» **TASK DETAILS**
Locate the line that contains "Target: man with bald head". Print it and every subsequent line through the final line of the records, exactly and only those.

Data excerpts
◇ ◇ ◇ ◇ ◇ ◇ ◇

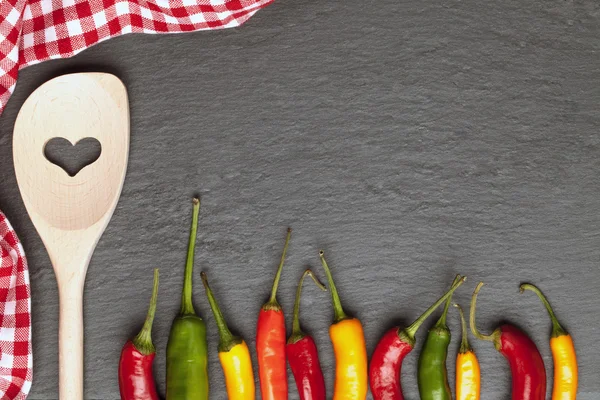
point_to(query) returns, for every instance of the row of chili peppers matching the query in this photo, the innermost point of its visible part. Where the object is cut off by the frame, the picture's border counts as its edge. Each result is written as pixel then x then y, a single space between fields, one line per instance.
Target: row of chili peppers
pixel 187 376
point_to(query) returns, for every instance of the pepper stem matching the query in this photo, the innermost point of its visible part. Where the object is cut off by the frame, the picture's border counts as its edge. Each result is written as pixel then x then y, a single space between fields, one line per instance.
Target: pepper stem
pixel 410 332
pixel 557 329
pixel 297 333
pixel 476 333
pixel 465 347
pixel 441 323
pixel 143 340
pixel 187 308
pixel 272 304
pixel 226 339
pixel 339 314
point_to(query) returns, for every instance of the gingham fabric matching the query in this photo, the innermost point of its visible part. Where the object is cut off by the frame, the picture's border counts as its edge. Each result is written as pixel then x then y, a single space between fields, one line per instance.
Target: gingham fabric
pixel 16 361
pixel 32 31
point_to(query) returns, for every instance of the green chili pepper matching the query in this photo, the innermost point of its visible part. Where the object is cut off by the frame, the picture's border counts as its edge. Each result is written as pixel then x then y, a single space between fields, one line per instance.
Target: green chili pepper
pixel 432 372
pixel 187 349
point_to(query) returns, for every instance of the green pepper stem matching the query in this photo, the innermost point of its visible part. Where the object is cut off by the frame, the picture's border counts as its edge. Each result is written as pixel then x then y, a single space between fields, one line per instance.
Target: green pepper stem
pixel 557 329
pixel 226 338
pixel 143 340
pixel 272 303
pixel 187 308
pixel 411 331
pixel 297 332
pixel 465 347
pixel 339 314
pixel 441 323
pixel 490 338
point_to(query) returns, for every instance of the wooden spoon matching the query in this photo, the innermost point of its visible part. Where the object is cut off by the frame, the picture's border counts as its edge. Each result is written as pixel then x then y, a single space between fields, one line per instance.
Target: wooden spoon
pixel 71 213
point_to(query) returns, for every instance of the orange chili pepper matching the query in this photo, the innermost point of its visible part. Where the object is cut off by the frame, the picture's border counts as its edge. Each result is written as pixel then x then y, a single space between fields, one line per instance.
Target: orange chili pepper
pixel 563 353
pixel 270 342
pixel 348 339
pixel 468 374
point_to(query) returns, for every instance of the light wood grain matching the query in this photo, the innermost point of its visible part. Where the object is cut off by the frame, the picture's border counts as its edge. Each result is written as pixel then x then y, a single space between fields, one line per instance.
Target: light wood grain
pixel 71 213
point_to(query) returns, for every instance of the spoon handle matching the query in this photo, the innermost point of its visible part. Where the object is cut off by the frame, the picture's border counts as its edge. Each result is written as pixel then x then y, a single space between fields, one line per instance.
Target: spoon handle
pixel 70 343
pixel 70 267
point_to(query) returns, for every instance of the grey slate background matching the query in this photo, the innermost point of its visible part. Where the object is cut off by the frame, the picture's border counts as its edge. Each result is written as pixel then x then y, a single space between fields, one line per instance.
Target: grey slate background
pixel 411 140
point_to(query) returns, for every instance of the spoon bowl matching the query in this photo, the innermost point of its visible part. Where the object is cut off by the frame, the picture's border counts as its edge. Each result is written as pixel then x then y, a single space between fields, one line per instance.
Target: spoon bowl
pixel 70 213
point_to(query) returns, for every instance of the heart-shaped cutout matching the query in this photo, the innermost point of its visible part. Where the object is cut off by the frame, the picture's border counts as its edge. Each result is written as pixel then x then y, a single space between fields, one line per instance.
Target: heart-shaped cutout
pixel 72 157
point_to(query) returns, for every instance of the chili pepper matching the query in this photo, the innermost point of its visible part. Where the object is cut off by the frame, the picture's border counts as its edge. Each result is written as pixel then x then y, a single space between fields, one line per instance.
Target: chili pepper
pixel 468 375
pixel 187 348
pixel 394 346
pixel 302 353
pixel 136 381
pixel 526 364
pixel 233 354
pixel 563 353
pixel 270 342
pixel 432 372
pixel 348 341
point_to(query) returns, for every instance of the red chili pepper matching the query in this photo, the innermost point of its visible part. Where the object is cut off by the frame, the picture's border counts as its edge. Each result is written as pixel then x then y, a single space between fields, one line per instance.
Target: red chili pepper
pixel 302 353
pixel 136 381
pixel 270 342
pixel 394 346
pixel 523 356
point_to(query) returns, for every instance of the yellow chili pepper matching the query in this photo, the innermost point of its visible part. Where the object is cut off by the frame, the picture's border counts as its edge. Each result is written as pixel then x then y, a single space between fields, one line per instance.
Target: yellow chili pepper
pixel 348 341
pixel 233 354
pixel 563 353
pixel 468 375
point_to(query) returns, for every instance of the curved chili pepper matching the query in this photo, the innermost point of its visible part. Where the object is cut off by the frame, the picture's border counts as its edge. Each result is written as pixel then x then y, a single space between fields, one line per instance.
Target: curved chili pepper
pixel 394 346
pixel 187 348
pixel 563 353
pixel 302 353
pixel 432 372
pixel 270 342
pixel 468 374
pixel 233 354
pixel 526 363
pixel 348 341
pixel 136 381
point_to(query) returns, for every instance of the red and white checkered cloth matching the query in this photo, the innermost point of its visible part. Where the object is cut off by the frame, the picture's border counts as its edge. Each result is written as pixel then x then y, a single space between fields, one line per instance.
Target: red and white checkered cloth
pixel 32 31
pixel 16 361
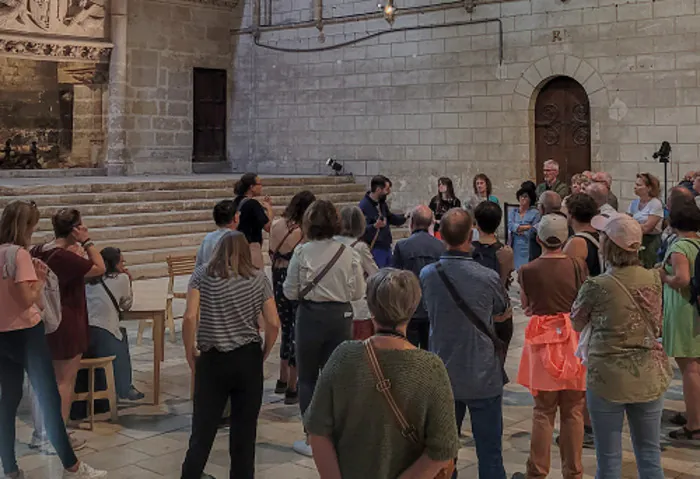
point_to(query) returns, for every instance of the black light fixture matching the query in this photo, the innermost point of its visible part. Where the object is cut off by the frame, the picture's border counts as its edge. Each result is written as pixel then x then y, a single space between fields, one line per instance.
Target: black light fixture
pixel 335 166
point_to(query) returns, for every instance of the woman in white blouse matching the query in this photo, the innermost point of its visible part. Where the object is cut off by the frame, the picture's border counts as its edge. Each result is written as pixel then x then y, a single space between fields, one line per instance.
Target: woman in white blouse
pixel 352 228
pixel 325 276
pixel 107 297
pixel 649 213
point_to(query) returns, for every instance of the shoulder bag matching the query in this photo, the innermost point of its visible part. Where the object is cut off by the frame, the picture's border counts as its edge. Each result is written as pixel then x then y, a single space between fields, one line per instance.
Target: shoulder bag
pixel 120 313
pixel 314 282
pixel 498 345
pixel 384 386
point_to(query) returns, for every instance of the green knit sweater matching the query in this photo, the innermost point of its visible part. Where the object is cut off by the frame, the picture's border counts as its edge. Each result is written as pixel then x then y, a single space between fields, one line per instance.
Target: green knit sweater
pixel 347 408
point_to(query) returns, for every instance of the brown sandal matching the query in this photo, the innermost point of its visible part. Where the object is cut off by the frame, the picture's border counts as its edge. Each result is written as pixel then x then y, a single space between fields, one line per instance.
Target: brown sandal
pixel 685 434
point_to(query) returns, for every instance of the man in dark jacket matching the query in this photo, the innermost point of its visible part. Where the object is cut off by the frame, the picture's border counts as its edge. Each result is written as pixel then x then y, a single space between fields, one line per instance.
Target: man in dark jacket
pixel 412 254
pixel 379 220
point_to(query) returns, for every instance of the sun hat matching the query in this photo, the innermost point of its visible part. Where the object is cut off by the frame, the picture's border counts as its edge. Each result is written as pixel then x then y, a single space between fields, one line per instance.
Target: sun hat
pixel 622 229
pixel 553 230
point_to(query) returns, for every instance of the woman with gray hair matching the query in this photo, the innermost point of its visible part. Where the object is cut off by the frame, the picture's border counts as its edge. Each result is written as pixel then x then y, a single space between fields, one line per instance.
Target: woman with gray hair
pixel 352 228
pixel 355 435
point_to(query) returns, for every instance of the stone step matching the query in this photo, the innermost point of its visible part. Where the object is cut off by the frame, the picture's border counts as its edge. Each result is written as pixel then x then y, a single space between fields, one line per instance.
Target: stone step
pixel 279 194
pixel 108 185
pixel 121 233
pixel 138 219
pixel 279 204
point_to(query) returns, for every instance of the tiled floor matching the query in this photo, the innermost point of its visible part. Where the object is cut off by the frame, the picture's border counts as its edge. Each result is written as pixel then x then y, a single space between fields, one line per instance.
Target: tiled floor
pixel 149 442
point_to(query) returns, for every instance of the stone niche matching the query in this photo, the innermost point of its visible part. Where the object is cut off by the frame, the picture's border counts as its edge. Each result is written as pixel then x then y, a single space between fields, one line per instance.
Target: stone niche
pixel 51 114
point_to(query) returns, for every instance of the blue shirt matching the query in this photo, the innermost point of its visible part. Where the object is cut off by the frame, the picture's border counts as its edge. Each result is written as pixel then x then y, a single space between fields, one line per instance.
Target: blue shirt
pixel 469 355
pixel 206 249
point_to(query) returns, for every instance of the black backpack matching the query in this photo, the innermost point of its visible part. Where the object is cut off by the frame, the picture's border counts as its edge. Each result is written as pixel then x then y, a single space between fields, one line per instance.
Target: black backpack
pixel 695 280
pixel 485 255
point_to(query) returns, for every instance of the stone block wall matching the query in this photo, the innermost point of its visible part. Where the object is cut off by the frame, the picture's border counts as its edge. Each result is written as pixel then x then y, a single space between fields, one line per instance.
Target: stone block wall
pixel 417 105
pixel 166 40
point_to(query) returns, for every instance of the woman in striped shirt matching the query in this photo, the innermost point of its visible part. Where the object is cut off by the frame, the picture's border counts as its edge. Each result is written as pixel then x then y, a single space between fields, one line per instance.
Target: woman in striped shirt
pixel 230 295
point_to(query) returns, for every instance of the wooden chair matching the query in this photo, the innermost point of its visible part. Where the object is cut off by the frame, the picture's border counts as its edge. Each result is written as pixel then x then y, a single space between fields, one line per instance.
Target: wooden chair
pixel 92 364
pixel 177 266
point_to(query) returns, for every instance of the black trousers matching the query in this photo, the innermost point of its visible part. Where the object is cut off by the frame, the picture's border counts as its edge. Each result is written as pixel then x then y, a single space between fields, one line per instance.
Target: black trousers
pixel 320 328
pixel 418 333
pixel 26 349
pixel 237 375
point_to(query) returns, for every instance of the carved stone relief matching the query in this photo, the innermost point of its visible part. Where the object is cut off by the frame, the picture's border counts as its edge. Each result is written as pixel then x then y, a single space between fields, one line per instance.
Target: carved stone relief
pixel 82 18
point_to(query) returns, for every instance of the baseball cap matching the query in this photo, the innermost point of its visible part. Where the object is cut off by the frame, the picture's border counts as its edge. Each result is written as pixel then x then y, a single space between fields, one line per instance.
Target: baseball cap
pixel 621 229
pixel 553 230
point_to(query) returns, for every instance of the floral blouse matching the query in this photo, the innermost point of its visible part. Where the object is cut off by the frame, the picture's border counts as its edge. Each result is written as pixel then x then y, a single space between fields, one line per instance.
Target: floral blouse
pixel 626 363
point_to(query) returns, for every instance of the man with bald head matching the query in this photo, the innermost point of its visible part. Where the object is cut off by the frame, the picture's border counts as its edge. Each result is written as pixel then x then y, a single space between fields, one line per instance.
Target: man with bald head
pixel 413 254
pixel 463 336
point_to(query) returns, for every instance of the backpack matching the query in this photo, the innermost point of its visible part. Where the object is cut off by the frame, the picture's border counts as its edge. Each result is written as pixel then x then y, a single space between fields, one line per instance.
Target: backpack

◇ ◇ ◇ ◇ ◇ ◇ ◇

» **SOLUTION TO THE PROBLEM**
Target: man with bald head
pixel 413 254
pixel 463 336
point_to(query) returns, for every instance of the backpack matching the query in this photo, the innermost point of its visible part. Where the object is cut off by the frame, the picture's border counts as its edge. Each result is written as pixel then x then y, a single space between fields, one line per instance.
Target: backpack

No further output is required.